- What is needed -
Every word of the data must be reproduced in your reply exactly.

(Region pointing data)
-- -- --
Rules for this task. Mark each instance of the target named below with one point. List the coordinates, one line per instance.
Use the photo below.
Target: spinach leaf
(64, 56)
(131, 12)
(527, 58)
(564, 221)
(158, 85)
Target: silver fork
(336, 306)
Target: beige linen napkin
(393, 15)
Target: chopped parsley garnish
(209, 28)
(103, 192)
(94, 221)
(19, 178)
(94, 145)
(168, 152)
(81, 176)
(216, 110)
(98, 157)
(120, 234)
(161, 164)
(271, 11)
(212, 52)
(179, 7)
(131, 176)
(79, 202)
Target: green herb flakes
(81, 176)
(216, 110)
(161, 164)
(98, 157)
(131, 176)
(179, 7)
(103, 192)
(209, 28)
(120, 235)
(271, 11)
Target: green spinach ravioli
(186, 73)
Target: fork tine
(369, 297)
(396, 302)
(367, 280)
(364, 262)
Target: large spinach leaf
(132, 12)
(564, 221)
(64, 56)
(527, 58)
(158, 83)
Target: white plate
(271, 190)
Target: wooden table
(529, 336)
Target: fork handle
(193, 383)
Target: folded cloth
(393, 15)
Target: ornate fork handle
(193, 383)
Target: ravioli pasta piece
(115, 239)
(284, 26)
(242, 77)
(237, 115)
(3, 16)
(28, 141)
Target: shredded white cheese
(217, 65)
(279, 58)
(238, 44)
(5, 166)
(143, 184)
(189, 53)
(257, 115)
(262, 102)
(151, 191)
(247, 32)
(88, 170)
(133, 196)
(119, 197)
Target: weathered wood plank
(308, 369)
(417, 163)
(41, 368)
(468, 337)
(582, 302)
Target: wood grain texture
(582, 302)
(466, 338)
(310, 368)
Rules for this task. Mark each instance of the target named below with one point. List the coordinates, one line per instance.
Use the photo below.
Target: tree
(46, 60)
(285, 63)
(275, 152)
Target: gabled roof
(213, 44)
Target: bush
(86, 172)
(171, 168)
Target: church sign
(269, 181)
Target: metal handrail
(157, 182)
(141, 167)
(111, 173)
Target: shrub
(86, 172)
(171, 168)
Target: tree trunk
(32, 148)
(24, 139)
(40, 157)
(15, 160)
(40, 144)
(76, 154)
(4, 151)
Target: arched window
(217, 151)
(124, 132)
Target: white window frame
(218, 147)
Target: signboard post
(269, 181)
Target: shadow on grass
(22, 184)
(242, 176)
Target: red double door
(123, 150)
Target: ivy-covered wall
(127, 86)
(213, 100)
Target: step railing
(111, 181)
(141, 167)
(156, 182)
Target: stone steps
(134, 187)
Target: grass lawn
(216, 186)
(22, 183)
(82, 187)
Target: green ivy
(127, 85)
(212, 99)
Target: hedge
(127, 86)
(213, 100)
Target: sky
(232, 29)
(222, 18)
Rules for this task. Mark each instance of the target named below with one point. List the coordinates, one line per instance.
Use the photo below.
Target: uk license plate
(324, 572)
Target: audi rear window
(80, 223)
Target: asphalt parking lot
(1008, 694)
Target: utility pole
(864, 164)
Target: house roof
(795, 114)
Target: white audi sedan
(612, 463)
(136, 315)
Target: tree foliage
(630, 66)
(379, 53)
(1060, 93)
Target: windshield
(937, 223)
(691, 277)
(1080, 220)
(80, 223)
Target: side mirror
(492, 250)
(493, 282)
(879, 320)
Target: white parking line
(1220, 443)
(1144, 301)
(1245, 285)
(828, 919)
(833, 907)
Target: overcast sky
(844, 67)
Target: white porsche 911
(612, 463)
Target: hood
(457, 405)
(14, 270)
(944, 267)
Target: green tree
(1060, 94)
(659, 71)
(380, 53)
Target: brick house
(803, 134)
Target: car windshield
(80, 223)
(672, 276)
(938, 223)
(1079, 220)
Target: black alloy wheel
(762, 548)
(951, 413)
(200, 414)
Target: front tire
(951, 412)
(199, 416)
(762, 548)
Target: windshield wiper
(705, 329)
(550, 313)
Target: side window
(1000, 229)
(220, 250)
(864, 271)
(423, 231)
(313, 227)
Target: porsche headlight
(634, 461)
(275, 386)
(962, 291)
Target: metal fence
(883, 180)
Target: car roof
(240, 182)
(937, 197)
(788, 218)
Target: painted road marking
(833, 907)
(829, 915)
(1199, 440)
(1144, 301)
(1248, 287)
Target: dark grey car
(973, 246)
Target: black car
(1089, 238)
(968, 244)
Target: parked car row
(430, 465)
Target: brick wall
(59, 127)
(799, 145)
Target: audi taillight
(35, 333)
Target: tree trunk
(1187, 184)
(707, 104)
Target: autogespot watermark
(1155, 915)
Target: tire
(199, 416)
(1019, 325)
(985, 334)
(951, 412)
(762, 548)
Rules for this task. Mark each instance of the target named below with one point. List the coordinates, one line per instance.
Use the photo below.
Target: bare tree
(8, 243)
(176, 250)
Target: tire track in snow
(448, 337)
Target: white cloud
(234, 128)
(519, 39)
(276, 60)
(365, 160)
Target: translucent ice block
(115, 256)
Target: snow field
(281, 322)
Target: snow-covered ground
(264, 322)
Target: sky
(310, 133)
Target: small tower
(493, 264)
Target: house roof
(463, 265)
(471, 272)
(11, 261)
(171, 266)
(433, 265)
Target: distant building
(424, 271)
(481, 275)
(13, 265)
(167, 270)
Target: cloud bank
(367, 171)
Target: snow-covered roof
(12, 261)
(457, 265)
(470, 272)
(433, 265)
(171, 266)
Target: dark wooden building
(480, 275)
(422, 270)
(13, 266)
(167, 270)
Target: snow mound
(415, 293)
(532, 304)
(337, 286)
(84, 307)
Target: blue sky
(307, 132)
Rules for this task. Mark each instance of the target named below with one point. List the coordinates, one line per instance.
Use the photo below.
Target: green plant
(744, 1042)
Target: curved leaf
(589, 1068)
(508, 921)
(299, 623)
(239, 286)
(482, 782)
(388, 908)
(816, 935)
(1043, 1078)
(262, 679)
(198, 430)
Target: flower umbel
-- -- --
- Answer for this exercise -
Rules for this task. Mark each instance of the target named below with one point. List the coordinates, one line per instance.
Use the photo below.
Target: spinach leaf
(64, 56)
(131, 12)
(527, 58)
(564, 221)
(158, 85)
Target: silver fork
(336, 306)
Target: beige linen napkin
(393, 15)
Target: chopped parsley garnish
(209, 28)
(103, 192)
(94, 221)
(19, 178)
(94, 145)
(168, 152)
(81, 176)
(216, 110)
(98, 157)
(120, 234)
(161, 164)
(271, 11)
(212, 52)
(179, 7)
(131, 176)
(79, 202)
Target: green herb flakes
(81, 176)
(216, 110)
(161, 164)
(98, 157)
(131, 176)
(179, 7)
(103, 192)
(209, 28)
(120, 235)
(271, 11)
Target: green spinach ravioli
(186, 73)
Target: fork tine
(369, 297)
(396, 302)
(367, 280)
(364, 262)
Target: large spinach leaf
(132, 12)
(564, 221)
(64, 56)
(527, 58)
(158, 83)
Target: white plate
(271, 190)
Target: wooden table
(529, 336)
Target: fork handle
(193, 383)
Target: folded cloth
(393, 15)
Target: ornate fork handle
(193, 383)
Target: ravioli pasta piece
(115, 239)
(284, 26)
(242, 77)
(237, 115)
(3, 16)
(28, 141)
Target: shredded white cheese
(217, 65)
(279, 58)
(238, 44)
(5, 166)
(143, 184)
(189, 53)
(257, 115)
(262, 102)
(151, 191)
(247, 32)
(88, 170)
(133, 196)
(119, 197)
Target: weathered wood plank
(308, 369)
(417, 163)
(41, 368)
(468, 337)
(582, 302)
Target: wood grain texture
(582, 302)
(466, 338)
(310, 368)
Rules for this task. Mark each instance of the target named below with one point. List the coordinates, one line per instance.
Use the photo below.
Target: tree
(46, 60)
(285, 63)
(275, 152)
Target: gabled roof
(213, 44)
Target: bush
(86, 172)
(171, 168)
Target: church sign
(269, 181)
Target: metal handrail
(157, 182)
(141, 167)
(111, 173)
Target: shrub
(86, 172)
(171, 168)
Target: tree trunk
(32, 148)
(24, 139)
(40, 157)
(15, 160)
(40, 144)
(76, 154)
(4, 151)
Target: arched window
(217, 151)
(124, 132)
Target: white window frame
(218, 147)
Target: signboard post
(269, 181)
Target: shadow on grass
(22, 184)
(242, 176)
Target: red double door
(123, 150)
Target: ivy-covered wall
(127, 86)
(213, 100)
Target: step railing
(111, 181)
(141, 167)
(156, 182)
Target: stone steps
(134, 187)
Target: grass lawn
(216, 186)
(22, 183)
(82, 187)
Target: green ivy
(127, 85)
(212, 99)
Target: hedge
(127, 86)
(213, 100)
Target: sky
(232, 29)
(222, 18)
Rules for this task. Mark each instance of the target named below with one point. List the coordinates, one line per instance.
Use the photo below.
Target: uk license plate
(324, 572)
Target: audi rear window
(80, 223)
Target: asphalt parking lot
(1008, 694)
Target: utility pole
(864, 164)
Target: house roof
(795, 114)
Target: white audi sedan
(612, 463)
(136, 315)
Target: tree foliage
(630, 66)
(379, 53)
(1060, 93)
Target: windshield
(937, 223)
(691, 277)
(1080, 220)
(80, 223)
Target: side mirror
(492, 250)
(493, 282)
(879, 320)
Target: white parking line
(1220, 443)
(1144, 301)
(1245, 285)
(828, 919)
(833, 907)
Target: overcast sky
(844, 67)
Target: white porsche 911
(612, 463)
Target: hood
(457, 405)
(14, 270)
(944, 267)
Target: green tree
(1060, 94)
(659, 71)
(380, 53)
Target: brick house
(803, 134)
Target: car windshield
(80, 223)
(672, 276)
(938, 223)
(1079, 220)
Target: black alloy wheel
(762, 548)
(951, 413)
(200, 414)
Target: front tire
(951, 412)
(199, 416)
(762, 548)
Target: windshield wiper
(705, 329)
(550, 313)
Target: side window
(1000, 229)
(220, 250)
(864, 271)
(423, 231)
(313, 227)
Target: porsche headlight
(634, 461)
(275, 386)
(962, 291)
Target: metal fence
(883, 180)
Target: car roof
(240, 182)
(937, 197)
(788, 218)
Target: painted road marking
(833, 907)
(829, 915)
(1199, 440)
(1144, 301)
(1248, 287)
Target: dark grey car
(973, 246)
Target: black car
(1089, 238)
(968, 244)
Target: parked car row
(430, 465)
Target: brick wall
(59, 127)
(799, 145)
Target: audi taillight
(35, 333)
Target: tree trunk
(1187, 184)
(707, 104)
Target: autogespot watermark
(1155, 915)
Target: tire
(199, 416)
(1019, 325)
(985, 334)
(951, 412)
(762, 548)
Rules for this task. Mark each instance of the target named below with one point. List the coordinates, one line per instance.
Use the photo below.
Target: bare tree
(8, 243)
(176, 250)
Target: tire track in snow
(448, 337)
Target: white cloud
(234, 128)
(519, 39)
(276, 60)
(365, 160)
Target: translucent ice block
(115, 256)
Target: snow field
(281, 322)
Target: snow-covered ground
(264, 322)
Target: sky
(310, 133)
Target: small tower
(493, 264)
Target: house roof
(463, 265)
(471, 272)
(11, 261)
(171, 266)
(433, 265)
Target: distant building
(424, 271)
(481, 275)
(13, 265)
(167, 270)
Target: cloud bank
(367, 171)
Target: snow-covered roof
(12, 261)
(457, 265)
(470, 272)
(433, 265)
(171, 266)
Target: dark wooden building
(480, 275)
(422, 270)
(13, 266)
(167, 270)
Target: snow mound
(415, 293)
(532, 304)
(337, 286)
(84, 307)
Target: blue sky
(307, 132)
Rules for this task. Mark each instance of the target named below with one point. List the coordinates, one line per instance.
Use the photo below.
Target: green plant
(744, 1042)
Target: curved leaf
(589, 1068)
(508, 921)
(299, 623)
(239, 286)
(482, 782)
(388, 908)
(816, 935)
(1043, 1078)
(262, 679)
(198, 430)
Target: flower umbel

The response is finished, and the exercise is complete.